Stored dataset items
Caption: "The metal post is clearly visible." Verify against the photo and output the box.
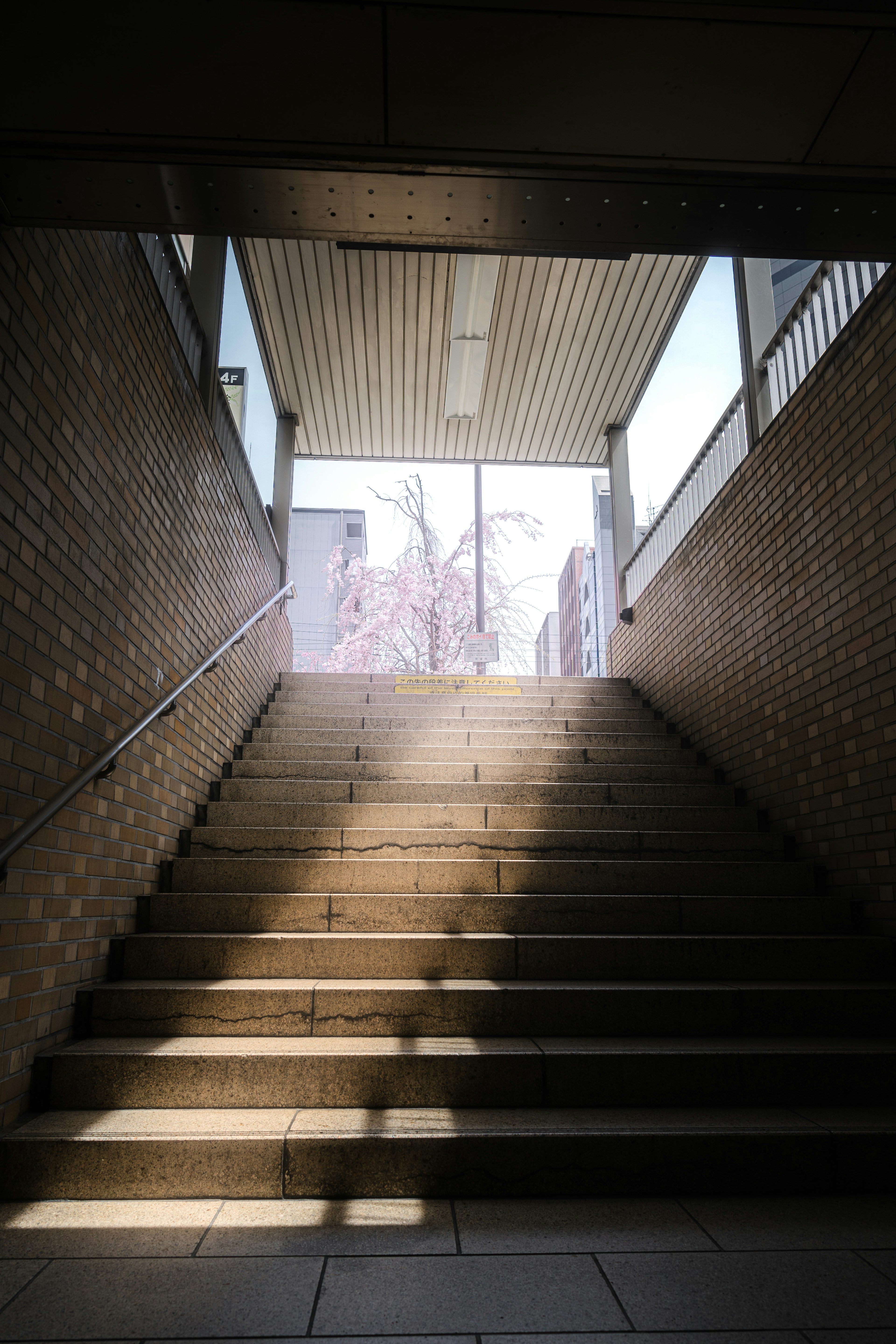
[607,425,634,621]
[473,462,485,676]
[270,415,296,587]
[189,234,228,416]
[732,257,777,448]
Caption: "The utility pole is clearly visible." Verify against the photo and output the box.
[473,462,485,676]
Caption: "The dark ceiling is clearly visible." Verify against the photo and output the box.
[0,0,896,259]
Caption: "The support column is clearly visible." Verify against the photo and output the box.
[607,425,634,621]
[189,237,227,419]
[270,415,296,587]
[732,257,778,448]
[473,462,485,676]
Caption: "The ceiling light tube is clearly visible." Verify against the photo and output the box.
[445,255,501,419]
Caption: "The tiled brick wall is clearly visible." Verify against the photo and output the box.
[612,267,896,931]
[0,230,291,1125]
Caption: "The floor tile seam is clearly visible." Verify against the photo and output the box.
[849,1246,896,1284]
[449,1199,463,1255]
[10,1242,896,1263]
[305,1255,329,1339]
[591,1253,635,1330]
[0,1257,54,1316]
[673,1196,723,1250]
[189,1199,224,1259]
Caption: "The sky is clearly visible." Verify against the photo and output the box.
[220,245,740,630]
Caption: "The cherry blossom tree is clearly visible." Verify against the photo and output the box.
[304,476,541,673]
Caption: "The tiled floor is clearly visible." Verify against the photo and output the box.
[0,1197,896,1344]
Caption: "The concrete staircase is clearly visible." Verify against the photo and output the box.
[0,675,896,1199]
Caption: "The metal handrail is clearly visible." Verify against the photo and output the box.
[0,579,296,882]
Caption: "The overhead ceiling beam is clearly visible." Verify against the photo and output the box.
[0,0,896,259]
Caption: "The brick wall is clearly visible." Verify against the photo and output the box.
[611,267,896,931]
[0,230,291,1125]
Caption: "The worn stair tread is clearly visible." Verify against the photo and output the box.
[220,778,755,801]
[172,852,816,895]
[203,798,756,822]
[145,891,852,935]
[46,1036,896,1060]
[10,1106,896,1145]
[231,763,715,789]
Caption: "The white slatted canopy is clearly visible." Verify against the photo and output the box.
[234,238,703,466]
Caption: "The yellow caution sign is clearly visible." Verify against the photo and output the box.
[395,672,516,686]
[394,672,523,695]
[395,686,523,695]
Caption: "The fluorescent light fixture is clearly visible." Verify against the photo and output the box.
[445,255,501,419]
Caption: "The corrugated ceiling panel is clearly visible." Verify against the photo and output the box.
[239,239,697,465]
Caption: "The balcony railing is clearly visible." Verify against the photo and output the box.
[625,261,889,606]
[625,388,747,606]
[763,261,889,415]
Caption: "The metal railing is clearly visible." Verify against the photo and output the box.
[625,252,889,606]
[214,379,281,583]
[763,261,889,417]
[625,387,748,606]
[0,579,296,882]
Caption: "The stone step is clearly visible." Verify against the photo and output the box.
[34,1036,896,1110]
[147,891,852,934]
[242,732,697,778]
[0,1106,896,1200]
[259,704,666,732]
[274,690,650,716]
[266,696,654,728]
[205,789,758,841]
[172,856,816,896]
[279,672,631,691]
[191,825,784,860]
[252,716,678,751]
[231,763,715,798]
[215,777,736,806]
[124,930,892,981]
[82,977,896,1038]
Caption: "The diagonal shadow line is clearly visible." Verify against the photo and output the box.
[802,28,877,163]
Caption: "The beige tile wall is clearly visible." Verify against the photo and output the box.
[611,269,896,931]
[0,230,291,1125]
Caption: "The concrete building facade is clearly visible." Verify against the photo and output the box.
[535,612,560,676]
[557,542,587,676]
[286,508,367,671]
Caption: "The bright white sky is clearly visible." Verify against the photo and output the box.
[220,246,740,630]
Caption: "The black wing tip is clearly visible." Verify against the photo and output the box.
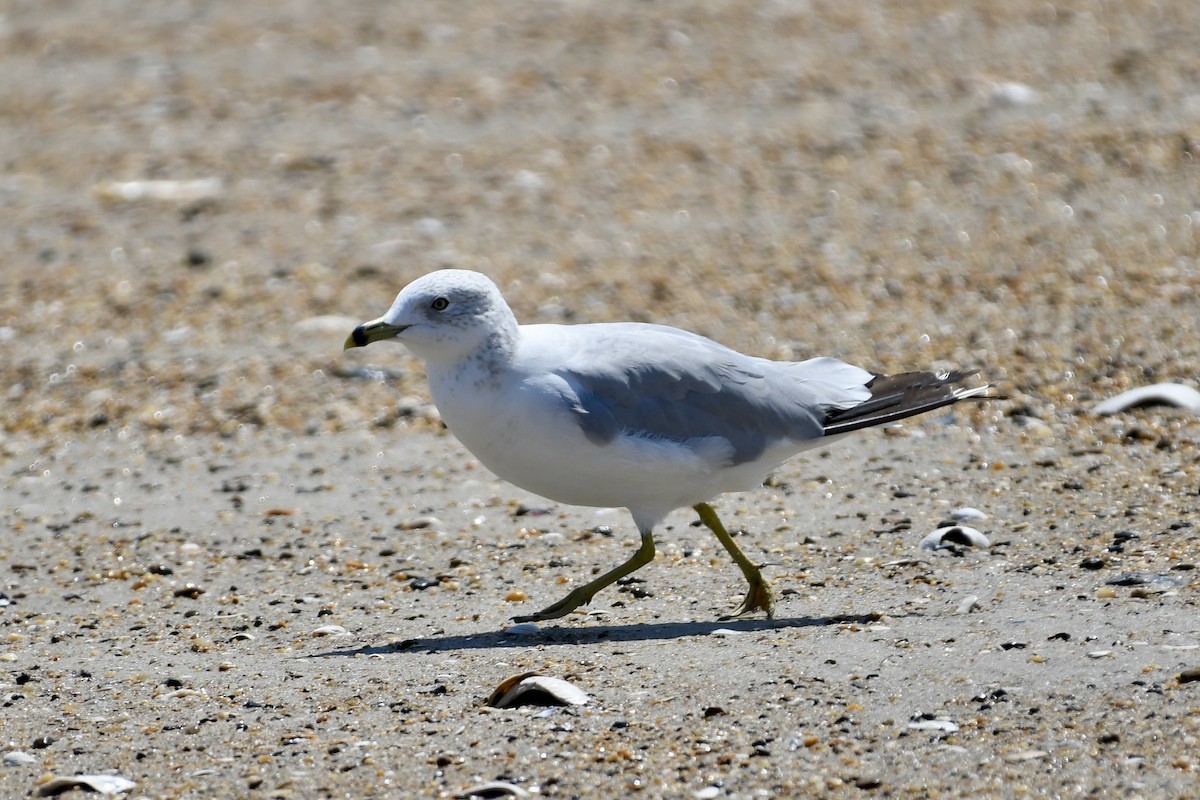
[824,369,992,437]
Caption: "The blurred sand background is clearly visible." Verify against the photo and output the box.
[0,0,1200,798]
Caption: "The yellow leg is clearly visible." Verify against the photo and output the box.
[692,503,775,619]
[512,530,654,622]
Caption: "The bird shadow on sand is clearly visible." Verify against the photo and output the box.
[307,614,902,658]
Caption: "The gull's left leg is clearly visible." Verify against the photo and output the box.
[692,503,775,619]
[512,532,657,622]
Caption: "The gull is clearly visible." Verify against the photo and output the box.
[344,270,989,622]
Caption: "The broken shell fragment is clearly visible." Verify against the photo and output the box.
[1092,384,1200,416]
[455,781,529,800]
[36,775,137,798]
[487,672,589,709]
[92,178,224,203]
[920,525,991,551]
[312,625,350,637]
[908,714,959,733]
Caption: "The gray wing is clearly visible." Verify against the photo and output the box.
[528,323,874,464]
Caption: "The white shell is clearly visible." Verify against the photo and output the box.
[487,673,590,709]
[908,720,959,733]
[1092,384,1200,416]
[37,775,137,798]
[920,525,991,551]
[312,625,350,637]
[454,781,529,800]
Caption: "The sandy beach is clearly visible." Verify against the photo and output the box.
[0,0,1200,800]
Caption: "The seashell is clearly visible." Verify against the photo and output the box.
[908,716,959,733]
[919,525,991,551]
[487,672,589,709]
[954,595,979,614]
[35,775,137,798]
[1092,384,1200,416]
[396,517,444,530]
[312,625,350,637]
[92,178,224,203]
[454,781,529,800]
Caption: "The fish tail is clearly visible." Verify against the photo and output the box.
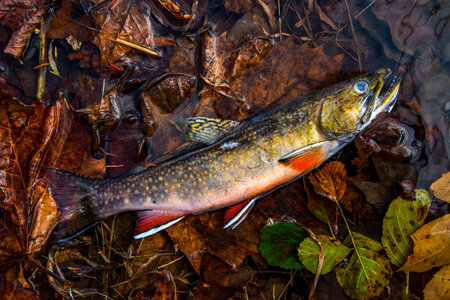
[46,169,101,241]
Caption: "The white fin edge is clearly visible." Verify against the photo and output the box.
[223,198,256,229]
[134,216,184,240]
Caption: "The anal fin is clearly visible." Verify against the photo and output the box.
[134,210,184,239]
[223,198,256,229]
[279,141,336,174]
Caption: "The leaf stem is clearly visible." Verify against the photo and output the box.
[333,197,369,279]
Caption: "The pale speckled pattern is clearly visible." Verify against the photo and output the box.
[52,69,400,234]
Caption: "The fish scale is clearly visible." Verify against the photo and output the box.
[49,69,400,239]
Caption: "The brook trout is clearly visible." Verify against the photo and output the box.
[49,69,400,240]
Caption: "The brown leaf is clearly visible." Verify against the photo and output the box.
[0,0,48,58]
[0,266,40,300]
[423,265,450,300]
[308,161,351,203]
[166,211,264,274]
[28,182,60,253]
[0,97,60,243]
[151,279,175,300]
[430,172,450,203]
[400,214,450,272]
[225,38,344,118]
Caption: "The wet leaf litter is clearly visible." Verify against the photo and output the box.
[0,0,448,299]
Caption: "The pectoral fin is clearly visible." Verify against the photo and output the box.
[279,141,337,174]
[223,199,256,229]
[134,210,184,239]
[185,117,239,144]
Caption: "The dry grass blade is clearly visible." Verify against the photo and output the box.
[345,0,362,72]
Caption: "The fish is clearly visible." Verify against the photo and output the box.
[47,68,401,240]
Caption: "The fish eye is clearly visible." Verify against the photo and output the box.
[353,80,369,94]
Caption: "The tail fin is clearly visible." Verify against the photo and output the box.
[46,169,100,240]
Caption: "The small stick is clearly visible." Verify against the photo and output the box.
[114,38,161,58]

Aim
Which lines in the material contain the string "tiled"? List every one of them in full, counting only matches with the same case.

Exercise solution
Caption: "The tiled brick wall is clearly visible." Verify against the photo and output the box.
Caption: "The tiled floor is clearly visible." Verify against the photo and output the box.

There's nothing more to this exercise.